### [Work request]
With the images removed, write out each record exactly as given.

### [Saved entries]
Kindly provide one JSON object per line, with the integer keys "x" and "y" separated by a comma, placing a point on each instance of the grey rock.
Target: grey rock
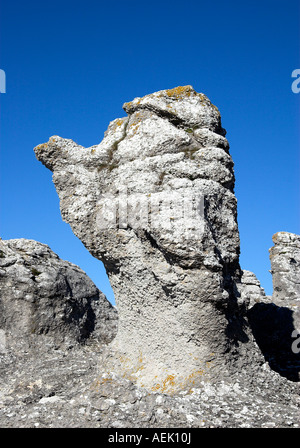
{"x": 285, "y": 268}
{"x": 157, "y": 278}
{"x": 48, "y": 300}
{"x": 155, "y": 202}
{"x": 249, "y": 290}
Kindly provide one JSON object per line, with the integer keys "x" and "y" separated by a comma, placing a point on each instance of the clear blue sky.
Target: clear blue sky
{"x": 70, "y": 65}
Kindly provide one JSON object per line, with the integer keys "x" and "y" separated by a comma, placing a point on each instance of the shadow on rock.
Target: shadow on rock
{"x": 274, "y": 332}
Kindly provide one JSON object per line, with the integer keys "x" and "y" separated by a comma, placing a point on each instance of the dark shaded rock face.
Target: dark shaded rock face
{"x": 276, "y": 325}
{"x": 40, "y": 294}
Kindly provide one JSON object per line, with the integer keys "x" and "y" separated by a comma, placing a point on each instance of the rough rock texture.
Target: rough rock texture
{"x": 285, "y": 268}
{"x": 40, "y": 294}
{"x": 177, "y": 281}
{"x": 69, "y": 389}
{"x": 155, "y": 202}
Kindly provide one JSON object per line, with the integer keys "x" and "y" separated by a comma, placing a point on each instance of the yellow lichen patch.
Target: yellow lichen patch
{"x": 119, "y": 122}
{"x": 180, "y": 91}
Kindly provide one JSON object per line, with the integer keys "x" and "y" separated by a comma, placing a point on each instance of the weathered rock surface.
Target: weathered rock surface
{"x": 155, "y": 202}
{"x": 285, "y": 268}
{"x": 181, "y": 294}
{"x": 45, "y": 299}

### [Exercise output]
Kindly provide one JSON object per line, with the integer keys "x" and "y" separated by a comma, placing a point on each instance of the grey rock.
Target: grey rock
{"x": 285, "y": 268}
{"x": 157, "y": 278}
{"x": 48, "y": 300}
{"x": 155, "y": 202}
{"x": 249, "y": 290}
Kindly provide one JSON object per line, with the integer keys "x" and "y" separated by a comma, placing a point on each instance of the clear blue sky.
Target: clear blue sky
{"x": 70, "y": 65}
Kindly provide one JSON object per line, with the integer keys "x" and "y" separated by a comma, placing a point on each instance of the shadow on rock.
Target: shadow on rock
{"x": 274, "y": 332}
Kindly provide one JSON object per line, with the integer keys "x" and "y" separated by a comma, placing a point on each instance of the dark shaded rock face.
Target: dark shaded rock face
{"x": 276, "y": 325}
{"x": 40, "y": 294}
Kindly provide one JSON object per line, with the integer keys "x" and "y" separated by a comma, placing a point on each instance of the rough rock texture.
Target: rough rock texture
{"x": 285, "y": 268}
{"x": 40, "y": 294}
{"x": 177, "y": 281}
{"x": 69, "y": 389}
{"x": 155, "y": 202}
Kindly provide one JSON object per line, with the integer keys "x" and "y" separated by a comma, placing a point on each instance of the yellow lichen patch.
Target: yellow lichen patch
{"x": 119, "y": 122}
{"x": 180, "y": 91}
Kindly provide one JSON object per line, with the integer keys "x" and "y" separated by a comma, placing a point on each instance of the weathered rock surface.
Target: weathered rock surface
{"x": 155, "y": 202}
{"x": 285, "y": 268}
{"x": 181, "y": 294}
{"x": 45, "y": 299}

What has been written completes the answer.